#### Stated task 1
From the Football Factory piece below, list each thing Jack Keane does when the connection goes down.

# Start of Supplied passage

The only time she was ever wrong...

Monday night. A 'holidays' knees-up at Football Factory with free bar and scores of fans of different allegiances. It's not exactly the backdrop you'd imagine for the most beautiful moment on this island yet.

Jack Keane is the barman that's always there. 6am, 8am, whenever your team is hitting the broadcast mediawaves, streamed however he can get it. When the connection goes down, Jack puts on a Roy Keane mask, swears his head off, and gets the game back on before you can get a sentence out. He serves pints like a demon, especially when no coin is being exchanged. Happy to hold forth behind the bar, to listen to loutish singing from unlikely lads and lasses. We can barely hear each other over the din, but when Jack Keane stands halfway up the stairs, the room goes quiet. 

Jack tells us that his nine year old daughter asked him what he was writing, waving the paper in his hand. He told her that he was planning what he would say to the people who come to the bar, people of different stripes and creeds. She said 'and they actually listen to you?' There's laughter, and a chorus of 'Keano! Keano!' Jack says solidarity is more important than ever in these crazy times, that we are one football family, whether we support Bournemouth or Borussia Dortmund. He tells us that, even though he's been in New York a long time, every time he came out of the tunnel when driving downtown, he would look up in wonder at the twin towers. His wife - now ex-wife - would say to him 'why do you always look-up? They will always be there' and, Jack says, it's the only time she was ever wrong.

It makes me realise that, if you're willing to open your arms and your heart, you will always find a little piece of home, wherever you are.

# End of Supplied passage
# Start of Raw records

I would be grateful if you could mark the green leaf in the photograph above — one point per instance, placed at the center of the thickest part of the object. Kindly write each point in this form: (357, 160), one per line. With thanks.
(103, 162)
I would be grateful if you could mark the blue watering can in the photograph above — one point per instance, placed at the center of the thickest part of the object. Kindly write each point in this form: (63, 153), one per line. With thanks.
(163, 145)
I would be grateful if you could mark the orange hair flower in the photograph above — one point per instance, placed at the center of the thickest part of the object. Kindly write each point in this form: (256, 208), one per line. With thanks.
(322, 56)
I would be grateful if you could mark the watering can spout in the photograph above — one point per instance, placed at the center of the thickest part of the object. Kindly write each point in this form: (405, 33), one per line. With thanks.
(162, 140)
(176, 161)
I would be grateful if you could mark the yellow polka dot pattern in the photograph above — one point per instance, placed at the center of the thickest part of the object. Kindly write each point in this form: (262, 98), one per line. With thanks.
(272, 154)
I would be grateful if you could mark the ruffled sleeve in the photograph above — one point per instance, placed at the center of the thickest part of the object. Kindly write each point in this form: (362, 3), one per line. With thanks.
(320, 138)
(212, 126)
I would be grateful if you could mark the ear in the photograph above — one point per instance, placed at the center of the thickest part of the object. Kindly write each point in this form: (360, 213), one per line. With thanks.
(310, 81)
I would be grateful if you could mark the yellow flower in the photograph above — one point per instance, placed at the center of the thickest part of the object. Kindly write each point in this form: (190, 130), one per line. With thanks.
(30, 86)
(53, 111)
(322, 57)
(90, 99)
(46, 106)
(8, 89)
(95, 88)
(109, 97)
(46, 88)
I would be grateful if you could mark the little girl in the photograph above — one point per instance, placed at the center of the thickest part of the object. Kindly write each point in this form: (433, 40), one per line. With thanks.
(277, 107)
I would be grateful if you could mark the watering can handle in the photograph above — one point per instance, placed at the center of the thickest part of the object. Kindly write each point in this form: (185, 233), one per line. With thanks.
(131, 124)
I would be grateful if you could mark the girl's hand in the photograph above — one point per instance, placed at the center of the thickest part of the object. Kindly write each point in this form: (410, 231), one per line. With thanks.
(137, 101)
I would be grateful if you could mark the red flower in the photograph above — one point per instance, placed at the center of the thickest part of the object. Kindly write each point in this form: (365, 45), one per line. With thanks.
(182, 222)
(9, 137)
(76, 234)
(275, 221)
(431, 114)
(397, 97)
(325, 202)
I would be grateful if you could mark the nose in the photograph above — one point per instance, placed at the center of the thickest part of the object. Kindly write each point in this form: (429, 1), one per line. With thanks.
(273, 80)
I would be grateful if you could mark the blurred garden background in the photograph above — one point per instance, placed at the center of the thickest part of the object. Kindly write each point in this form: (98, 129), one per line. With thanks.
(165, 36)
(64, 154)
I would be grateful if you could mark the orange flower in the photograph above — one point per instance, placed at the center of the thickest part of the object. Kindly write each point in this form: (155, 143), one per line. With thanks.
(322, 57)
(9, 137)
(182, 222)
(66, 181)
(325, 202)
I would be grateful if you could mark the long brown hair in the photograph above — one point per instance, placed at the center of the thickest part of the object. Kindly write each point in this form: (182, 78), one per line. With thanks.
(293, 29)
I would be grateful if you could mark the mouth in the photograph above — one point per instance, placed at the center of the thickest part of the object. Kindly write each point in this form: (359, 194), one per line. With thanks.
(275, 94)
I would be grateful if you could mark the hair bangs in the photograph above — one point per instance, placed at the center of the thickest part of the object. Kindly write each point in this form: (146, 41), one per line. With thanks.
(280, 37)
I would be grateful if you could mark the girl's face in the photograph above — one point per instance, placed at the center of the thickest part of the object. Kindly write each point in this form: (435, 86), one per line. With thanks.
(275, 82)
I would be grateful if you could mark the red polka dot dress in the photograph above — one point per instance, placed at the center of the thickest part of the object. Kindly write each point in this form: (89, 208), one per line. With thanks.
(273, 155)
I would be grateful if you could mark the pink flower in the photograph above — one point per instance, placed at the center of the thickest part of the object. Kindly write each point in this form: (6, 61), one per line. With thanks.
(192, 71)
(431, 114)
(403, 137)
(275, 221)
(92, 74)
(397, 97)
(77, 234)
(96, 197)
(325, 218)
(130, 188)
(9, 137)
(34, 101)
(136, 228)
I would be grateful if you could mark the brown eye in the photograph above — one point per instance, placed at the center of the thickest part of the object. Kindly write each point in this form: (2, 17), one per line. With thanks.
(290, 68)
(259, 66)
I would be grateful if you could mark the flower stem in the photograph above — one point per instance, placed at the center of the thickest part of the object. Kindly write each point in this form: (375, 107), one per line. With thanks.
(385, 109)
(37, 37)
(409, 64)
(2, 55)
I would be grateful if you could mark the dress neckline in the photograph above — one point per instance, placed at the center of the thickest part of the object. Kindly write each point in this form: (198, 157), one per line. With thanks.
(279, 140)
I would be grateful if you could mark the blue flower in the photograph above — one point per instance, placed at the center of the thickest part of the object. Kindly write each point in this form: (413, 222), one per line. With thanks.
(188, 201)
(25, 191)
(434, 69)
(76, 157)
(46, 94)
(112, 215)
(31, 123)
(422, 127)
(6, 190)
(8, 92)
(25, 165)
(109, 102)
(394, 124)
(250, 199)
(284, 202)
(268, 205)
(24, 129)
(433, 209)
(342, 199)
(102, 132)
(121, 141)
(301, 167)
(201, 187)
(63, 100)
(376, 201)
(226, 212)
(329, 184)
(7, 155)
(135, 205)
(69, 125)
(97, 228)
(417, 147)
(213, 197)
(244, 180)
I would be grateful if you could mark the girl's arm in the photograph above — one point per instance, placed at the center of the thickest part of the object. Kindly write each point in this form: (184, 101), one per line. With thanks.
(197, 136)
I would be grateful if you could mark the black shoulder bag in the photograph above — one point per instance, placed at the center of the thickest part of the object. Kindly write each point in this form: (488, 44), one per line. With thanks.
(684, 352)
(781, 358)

# End of Raw records

#### Stated task 2
Select every line of the records above that contains the word "little". Case counts.

#### Reply 1
- Puts on a Roy Keane mask
- Swears his head off
- Gets the game back on before you can get a sentence out

#### Reply 2
I would be grateful if you could mark the little girl in the photograph above — one point per instance, placed at the center of the thickest part of the object. Kindly write each point in this form: (433, 40), one per line. With thanks.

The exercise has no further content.